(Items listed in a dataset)
— begin —
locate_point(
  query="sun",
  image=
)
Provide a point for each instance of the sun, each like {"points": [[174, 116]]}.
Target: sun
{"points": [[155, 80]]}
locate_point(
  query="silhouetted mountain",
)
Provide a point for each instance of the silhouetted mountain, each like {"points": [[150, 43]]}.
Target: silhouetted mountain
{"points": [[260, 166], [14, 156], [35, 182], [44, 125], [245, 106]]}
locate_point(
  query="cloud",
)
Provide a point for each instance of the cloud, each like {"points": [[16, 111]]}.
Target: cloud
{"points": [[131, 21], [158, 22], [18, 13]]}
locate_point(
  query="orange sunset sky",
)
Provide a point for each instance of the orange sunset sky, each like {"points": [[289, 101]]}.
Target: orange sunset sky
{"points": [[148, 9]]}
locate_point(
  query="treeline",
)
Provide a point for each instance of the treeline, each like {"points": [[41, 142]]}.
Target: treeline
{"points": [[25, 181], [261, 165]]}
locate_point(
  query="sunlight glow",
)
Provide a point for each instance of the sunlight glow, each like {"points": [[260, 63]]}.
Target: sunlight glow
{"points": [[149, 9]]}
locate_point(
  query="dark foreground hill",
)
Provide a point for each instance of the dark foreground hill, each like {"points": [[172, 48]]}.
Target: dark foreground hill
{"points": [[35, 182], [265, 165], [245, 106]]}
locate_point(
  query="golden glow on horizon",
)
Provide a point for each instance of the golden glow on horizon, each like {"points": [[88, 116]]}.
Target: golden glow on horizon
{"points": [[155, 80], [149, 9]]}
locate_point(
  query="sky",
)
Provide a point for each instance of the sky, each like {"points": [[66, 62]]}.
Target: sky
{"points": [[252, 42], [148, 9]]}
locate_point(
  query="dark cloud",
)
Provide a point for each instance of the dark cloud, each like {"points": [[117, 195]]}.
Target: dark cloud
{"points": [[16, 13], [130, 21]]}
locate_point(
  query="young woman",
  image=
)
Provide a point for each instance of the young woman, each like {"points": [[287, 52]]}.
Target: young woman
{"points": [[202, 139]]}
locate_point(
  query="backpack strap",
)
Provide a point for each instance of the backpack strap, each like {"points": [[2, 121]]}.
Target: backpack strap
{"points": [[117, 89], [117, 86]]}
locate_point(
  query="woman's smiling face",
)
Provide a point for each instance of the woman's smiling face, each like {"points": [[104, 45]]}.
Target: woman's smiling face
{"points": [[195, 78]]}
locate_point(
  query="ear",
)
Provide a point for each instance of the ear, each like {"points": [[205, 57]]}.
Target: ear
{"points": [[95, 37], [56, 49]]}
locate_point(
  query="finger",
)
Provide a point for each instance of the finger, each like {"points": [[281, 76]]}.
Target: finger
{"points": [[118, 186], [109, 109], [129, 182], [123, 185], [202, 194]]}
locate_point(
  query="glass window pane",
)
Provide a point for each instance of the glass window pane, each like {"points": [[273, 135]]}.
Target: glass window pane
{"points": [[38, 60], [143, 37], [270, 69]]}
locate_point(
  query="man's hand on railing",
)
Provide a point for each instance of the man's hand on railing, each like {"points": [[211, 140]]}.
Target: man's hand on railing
— end —
(WORK TO BE COMPLETED):
Select each line above that contains the word "smiling", and copy those lines out in full.

(FULL ANSWER):
  query="woman's smiling face",
Provide a point for each instance of the woman's smiling face, each like {"points": [[104, 45]]}.
Target: woman's smiling face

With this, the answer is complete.